**Problema proposto 1**
Responda com base no texto de leitura:
(a) Para qual conceito se chama a atenção de Claudia Paiva?
(b) Segundo Jose Alvaro Moises, onde está a direita e o que ela dirige no país?
(c) Segundo Claudia N. Paiva, que função os black blocs tomaram?
**Problema proposto 2**
Reúna da listagem todas as linhas que contêm a palavra "green". Maiúsculas e minúsculas fazem diferença.

:: Texto de leitura

Para a Claudia Paiva, chamo a atenção ao conceito que ajudou
a condenar alguns no processo do mensalão; domínio do fato.
Adilson Simonis Ernesto, obrigado pela resposta. Eu não
procuro lideranças (jah basta minha mulher que manda em mim) e como dizia um
personagem de quadrinhos; soja tenho medo que o céu caia na minha cabeça. Boa
noite a todos, sempre aprendo com os amigos da área de Humanas...
Jose Alvaro Moises A esquerda está no governo, mas não no
poder, embora compartilhe partes dele. A direita está em alguns estados, tem
poder econômico e dirige o capitalismo no país. Os manifestantes não são todos
anarquistas, apenas alguns, a maioria pediu mais democracia. Agora, os black
blocs... além de vândalos são provocadores, mas não está bem claro a serviço de
quem... talvez do crime organizado, os traficantes e contrabandeadores de
armas.
Jose Alvaro Moises E também expressam um fenômeno mais
profundo de marginalidade, desigualdade e deslocamento social - mas nada disso
justifica o uso da violência e da força. Isso é próprio da direito, como
fizeram durante a ditadura, no nazismo e na fascismo; e, infelizmente, as vezes
também na antiga União Soviética.
Angélica Salazar Pessôa Mesquita Prof. Jose Álvaro Moisés,
como sempre o senhor foi brilhante nos seus comentários. Mas, na minha opinião
a esquerda já deixou de flertar com a violência. Elas estão de braços dados,
defendendo direitos para bandidos e mais deveres para os cidadãos de bem.
Claudia N. Paiva Duvido muito q black blocs estejam a
serviço de quem quer q seja. Acompanhei as discussões das pag do anonymous e
dos black blocs, fui as manifestações maiores. Houve um momento (está no
youtube) em frente a prefeitura em q acredito q a guera começou. Um homem
bombado (e talvez cheirado) q a multidão pedia à polícia p retirar e a polícia
ameaçava quem pedia de cadeia. Depois a polícia usou esse homem de pretexto p
iniciar a repressão. Acho q existiu uma sensação de massacre e injustiça pela
polícia quando eles começaram a reprimir as manifestações sem nenhuma
justificativa moral razoável, e mais revolta ainda quando ficou patente o uso
de p2 pela polícia para culpar manifestantes. O caso do Bruno mostrou q a
polícia pode incriminar um inocente a hora q quiser. Muitas prisões
injustificadas foram flagradas por populares. Os black blocs tomaram a função
de "defesa da multidão", são equivocados no seu entendimento do
problema e nas suas táticas q estão longe de ser só defesa, mas não são coesos,
de fato, pela própria natureza anarquista da maioria de seus integrantes.

::::
:: Entradas extraídas

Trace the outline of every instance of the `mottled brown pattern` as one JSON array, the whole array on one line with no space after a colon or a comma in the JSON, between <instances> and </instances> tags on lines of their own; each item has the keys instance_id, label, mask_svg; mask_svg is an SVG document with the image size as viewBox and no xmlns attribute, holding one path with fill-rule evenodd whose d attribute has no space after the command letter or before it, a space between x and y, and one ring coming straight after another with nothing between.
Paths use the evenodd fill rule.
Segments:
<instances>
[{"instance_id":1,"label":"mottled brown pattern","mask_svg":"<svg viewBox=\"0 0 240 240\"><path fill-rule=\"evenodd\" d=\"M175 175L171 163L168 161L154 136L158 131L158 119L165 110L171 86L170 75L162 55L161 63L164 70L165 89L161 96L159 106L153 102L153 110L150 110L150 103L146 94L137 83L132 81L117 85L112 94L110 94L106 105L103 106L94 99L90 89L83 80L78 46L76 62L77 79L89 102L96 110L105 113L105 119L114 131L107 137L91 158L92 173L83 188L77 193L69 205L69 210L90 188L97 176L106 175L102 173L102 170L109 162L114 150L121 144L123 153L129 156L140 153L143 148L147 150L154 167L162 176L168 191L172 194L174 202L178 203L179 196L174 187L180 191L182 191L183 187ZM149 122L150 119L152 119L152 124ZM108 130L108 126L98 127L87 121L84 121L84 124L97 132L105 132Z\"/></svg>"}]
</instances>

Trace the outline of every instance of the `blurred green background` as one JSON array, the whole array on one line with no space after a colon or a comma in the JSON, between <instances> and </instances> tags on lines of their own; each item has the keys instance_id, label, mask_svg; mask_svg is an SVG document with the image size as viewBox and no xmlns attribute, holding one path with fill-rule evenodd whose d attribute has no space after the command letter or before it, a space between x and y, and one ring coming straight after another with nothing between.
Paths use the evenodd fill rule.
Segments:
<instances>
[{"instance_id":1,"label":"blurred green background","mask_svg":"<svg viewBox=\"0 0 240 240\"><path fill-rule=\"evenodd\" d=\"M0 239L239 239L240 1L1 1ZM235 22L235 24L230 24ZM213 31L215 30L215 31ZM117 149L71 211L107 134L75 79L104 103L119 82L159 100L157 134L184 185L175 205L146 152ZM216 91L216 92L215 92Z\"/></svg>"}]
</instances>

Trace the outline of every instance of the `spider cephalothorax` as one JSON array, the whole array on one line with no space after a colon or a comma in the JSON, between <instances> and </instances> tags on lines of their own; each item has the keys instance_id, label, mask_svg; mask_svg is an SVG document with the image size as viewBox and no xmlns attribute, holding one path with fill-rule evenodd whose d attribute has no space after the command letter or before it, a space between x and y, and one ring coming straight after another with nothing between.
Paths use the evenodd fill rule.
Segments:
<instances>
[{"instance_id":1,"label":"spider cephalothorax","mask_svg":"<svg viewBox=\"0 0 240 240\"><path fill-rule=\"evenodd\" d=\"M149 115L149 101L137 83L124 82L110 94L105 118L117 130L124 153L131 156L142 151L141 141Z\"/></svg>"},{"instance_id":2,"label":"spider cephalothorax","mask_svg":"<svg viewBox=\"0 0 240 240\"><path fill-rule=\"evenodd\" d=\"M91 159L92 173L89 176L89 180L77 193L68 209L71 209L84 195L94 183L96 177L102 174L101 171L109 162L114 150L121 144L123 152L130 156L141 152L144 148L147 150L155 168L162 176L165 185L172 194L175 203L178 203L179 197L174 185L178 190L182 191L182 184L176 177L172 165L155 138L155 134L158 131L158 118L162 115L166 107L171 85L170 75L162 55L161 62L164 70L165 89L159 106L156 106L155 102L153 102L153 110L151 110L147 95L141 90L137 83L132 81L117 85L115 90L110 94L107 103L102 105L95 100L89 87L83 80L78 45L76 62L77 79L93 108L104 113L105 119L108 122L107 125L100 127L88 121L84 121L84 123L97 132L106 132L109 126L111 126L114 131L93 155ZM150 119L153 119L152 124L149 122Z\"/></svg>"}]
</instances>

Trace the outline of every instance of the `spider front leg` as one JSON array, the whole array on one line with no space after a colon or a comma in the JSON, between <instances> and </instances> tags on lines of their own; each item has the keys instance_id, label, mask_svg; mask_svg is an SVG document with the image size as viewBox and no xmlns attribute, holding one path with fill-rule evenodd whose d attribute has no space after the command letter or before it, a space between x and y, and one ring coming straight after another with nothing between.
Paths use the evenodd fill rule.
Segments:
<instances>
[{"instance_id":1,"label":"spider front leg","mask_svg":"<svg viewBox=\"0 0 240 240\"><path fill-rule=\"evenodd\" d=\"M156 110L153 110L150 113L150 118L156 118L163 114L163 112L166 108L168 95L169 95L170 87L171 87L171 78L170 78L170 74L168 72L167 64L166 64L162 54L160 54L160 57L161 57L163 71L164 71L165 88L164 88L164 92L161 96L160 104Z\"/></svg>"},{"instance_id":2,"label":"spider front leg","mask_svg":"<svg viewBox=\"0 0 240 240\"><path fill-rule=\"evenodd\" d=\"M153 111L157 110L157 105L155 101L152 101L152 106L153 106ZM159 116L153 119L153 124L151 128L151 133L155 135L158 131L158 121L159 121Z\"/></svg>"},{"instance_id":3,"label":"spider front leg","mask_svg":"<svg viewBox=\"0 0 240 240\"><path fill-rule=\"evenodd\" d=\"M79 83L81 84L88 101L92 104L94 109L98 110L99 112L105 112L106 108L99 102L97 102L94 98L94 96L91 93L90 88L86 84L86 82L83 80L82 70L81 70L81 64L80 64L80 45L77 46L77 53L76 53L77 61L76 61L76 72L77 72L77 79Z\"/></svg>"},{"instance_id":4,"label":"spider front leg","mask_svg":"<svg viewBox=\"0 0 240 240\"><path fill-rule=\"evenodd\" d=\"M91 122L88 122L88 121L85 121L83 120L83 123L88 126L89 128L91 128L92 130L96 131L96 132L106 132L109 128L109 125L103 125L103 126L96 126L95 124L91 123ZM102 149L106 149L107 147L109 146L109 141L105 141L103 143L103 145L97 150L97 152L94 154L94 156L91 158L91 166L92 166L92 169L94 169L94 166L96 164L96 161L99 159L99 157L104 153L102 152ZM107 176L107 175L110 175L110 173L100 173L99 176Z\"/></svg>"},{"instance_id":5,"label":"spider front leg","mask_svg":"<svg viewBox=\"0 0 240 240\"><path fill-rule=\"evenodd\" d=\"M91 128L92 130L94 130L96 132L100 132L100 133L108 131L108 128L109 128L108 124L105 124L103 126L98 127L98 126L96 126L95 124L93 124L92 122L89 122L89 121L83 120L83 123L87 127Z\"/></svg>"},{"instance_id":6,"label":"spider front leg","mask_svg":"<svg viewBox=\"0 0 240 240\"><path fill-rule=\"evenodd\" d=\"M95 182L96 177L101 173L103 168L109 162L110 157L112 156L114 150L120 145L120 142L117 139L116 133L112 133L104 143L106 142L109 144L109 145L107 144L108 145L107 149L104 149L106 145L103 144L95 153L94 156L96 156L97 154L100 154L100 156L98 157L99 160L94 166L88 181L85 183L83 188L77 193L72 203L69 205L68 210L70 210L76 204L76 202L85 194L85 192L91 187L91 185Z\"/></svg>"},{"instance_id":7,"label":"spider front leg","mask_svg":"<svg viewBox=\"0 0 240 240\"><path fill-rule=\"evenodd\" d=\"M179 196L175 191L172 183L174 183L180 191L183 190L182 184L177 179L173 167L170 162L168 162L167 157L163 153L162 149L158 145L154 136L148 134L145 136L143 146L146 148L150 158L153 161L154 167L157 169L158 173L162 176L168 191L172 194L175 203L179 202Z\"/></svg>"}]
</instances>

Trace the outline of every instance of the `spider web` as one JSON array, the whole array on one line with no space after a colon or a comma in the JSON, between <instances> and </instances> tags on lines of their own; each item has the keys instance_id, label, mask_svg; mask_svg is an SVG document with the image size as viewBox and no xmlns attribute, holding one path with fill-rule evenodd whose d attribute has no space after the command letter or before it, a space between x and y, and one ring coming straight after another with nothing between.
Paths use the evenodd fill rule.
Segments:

::::

**Resposta completa 1**
(a) O domínio do fato.
(b) Está em alguns estados e dirige o capitalismo no país.
(c) A função de "defesa da multidão".

**Resposta completa 2**
Trace the outline of every instance of the `blurred green background` as one JSON array, the whole array on one line with no space after a colon or a comma in the JSON, between <instances> and </instances> tags on lines of their own; each item has the keys instance_id, label, mask_svg; mask_svg is an SVG document with the image size as viewBox and no xmlns attribute, holding one path with fill-rule evenodd whose d attribute has no space after the command letter or before it, a space between x and y, and one ring coming straight after another with nothing between.
[{"instance_id":1,"label":"blurred green background","mask_svg":"<svg viewBox=\"0 0 240 240\"><path fill-rule=\"evenodd\" d=\"M0 239L239 239L240 1L1 1ZM235 22L235 24L230 24ZM213 31L215 30L215 31ZM117 149L71 211L107 134L75 79L104 103L119 82L159 100L157 134L184 185L175 205L146 152ZM216 91L216 92L215 92Z\"/></svg>"}]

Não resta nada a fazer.